Show each of the lines below that contains the word "blue". Case counts.

= = = =

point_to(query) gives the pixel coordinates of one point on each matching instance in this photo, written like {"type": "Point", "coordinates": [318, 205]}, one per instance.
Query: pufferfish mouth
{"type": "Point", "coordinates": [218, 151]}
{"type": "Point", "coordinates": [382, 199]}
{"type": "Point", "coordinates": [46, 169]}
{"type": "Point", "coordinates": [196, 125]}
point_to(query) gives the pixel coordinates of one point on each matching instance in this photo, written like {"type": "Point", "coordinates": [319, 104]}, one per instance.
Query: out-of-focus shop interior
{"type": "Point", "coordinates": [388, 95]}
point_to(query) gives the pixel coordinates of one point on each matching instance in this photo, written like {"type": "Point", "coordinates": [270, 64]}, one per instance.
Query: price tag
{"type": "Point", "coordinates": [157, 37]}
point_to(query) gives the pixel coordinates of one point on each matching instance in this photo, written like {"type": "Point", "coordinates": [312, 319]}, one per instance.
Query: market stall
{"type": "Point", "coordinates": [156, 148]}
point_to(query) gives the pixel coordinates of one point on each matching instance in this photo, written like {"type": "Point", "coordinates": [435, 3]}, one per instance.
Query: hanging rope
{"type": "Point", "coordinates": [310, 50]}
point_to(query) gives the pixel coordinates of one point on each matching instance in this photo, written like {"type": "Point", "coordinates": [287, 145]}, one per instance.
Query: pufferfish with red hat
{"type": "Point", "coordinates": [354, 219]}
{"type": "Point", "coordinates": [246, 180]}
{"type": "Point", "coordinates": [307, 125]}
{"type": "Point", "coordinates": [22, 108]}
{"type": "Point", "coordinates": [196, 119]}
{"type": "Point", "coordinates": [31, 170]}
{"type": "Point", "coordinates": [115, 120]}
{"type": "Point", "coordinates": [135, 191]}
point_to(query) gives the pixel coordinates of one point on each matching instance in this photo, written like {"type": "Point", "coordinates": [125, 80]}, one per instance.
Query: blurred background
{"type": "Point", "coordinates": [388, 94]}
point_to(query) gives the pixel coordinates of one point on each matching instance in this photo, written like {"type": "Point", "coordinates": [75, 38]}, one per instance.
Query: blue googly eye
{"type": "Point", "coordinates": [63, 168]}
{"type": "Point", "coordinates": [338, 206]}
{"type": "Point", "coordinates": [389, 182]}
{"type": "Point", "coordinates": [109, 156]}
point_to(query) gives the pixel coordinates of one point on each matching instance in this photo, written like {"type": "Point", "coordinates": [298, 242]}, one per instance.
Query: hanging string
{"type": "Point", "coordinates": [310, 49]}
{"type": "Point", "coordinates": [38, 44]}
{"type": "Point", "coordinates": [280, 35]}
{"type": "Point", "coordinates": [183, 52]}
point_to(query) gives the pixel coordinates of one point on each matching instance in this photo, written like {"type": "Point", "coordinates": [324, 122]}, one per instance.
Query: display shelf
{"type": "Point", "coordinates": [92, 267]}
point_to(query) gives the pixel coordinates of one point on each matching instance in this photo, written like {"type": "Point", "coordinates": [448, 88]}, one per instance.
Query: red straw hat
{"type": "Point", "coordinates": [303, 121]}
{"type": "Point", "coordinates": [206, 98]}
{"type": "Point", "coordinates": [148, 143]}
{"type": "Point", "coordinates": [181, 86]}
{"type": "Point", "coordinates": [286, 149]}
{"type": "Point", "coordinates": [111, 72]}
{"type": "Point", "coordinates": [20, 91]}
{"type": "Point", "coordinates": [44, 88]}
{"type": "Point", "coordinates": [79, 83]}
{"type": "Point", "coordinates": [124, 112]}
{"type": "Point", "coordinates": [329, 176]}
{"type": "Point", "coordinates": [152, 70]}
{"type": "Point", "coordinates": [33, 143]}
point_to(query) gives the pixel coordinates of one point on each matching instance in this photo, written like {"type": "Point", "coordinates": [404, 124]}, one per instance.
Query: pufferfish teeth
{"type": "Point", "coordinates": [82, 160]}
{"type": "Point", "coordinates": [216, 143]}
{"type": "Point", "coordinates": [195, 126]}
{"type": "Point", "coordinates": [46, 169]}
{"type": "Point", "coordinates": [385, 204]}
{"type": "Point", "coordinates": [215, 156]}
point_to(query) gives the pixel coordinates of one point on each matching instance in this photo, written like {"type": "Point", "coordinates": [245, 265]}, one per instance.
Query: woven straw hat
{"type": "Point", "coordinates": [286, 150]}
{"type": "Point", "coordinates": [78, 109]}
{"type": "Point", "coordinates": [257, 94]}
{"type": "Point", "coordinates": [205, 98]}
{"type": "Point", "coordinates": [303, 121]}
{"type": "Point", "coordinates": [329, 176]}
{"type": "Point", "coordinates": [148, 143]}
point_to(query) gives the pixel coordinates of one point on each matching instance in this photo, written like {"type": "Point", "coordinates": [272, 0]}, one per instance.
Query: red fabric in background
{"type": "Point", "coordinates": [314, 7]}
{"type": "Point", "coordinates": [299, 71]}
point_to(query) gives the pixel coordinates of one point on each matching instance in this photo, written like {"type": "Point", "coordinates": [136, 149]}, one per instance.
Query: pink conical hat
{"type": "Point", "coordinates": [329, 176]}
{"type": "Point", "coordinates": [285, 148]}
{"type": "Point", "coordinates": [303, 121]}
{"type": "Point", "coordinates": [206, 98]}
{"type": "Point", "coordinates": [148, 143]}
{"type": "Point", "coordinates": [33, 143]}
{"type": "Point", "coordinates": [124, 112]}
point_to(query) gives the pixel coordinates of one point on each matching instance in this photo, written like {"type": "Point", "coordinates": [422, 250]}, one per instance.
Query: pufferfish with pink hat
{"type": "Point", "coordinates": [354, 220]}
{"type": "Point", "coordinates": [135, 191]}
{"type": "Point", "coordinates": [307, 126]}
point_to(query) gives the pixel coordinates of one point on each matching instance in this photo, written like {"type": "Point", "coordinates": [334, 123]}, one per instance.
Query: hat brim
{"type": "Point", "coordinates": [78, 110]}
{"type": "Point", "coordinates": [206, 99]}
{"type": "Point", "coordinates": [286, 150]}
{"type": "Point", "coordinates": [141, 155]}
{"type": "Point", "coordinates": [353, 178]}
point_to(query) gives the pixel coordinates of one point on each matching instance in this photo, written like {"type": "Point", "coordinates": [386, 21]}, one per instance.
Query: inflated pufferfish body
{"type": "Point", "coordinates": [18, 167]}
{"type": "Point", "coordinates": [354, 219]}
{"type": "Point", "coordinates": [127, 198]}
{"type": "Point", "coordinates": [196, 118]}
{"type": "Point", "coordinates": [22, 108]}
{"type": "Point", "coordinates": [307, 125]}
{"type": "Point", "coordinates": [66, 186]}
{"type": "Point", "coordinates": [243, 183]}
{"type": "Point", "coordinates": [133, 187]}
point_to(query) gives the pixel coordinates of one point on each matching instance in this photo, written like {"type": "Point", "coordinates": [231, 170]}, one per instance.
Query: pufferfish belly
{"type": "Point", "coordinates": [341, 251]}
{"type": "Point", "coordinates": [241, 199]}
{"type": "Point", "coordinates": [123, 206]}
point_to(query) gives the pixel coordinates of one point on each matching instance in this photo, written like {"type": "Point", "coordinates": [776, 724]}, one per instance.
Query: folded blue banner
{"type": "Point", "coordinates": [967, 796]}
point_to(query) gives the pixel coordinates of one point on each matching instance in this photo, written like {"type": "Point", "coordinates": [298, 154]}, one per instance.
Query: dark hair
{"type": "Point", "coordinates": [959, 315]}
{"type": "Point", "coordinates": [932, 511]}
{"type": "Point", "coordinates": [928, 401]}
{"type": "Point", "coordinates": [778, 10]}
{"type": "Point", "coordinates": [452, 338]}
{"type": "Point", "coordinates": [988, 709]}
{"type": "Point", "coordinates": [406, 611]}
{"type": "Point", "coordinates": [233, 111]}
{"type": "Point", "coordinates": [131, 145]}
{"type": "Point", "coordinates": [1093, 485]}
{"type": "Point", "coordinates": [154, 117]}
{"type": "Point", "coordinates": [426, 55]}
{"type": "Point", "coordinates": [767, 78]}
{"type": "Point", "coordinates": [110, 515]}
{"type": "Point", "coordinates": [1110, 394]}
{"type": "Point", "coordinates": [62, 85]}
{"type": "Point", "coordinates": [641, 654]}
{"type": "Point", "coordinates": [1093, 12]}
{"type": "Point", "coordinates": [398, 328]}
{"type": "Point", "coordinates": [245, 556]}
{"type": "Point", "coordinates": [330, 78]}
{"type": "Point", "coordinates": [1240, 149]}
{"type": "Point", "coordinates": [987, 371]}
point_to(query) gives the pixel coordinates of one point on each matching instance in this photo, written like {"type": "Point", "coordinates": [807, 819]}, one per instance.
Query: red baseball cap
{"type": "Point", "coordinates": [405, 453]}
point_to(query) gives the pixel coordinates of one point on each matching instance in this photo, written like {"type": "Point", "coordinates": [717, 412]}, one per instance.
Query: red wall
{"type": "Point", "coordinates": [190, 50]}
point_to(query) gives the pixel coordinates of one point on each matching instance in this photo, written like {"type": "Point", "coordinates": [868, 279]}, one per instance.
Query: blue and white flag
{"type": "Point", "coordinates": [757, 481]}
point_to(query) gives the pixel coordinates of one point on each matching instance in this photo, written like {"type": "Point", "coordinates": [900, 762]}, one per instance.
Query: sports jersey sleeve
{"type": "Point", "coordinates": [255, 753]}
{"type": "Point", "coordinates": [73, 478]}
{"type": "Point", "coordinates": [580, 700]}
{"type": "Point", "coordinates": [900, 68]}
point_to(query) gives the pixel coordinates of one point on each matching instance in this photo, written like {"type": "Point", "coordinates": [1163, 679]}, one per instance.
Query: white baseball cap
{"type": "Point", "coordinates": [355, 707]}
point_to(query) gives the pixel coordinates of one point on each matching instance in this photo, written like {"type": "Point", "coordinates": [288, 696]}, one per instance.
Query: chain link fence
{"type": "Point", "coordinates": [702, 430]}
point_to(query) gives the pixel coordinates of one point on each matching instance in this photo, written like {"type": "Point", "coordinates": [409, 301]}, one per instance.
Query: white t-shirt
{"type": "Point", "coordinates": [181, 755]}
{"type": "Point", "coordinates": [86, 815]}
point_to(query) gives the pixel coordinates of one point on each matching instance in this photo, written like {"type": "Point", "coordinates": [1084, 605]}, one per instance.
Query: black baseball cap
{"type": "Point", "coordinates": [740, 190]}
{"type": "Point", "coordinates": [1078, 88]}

= = = =

CORRECT RESPONSE
Query: blue googly eye
Query: folded blue banner
Query: blue and white flag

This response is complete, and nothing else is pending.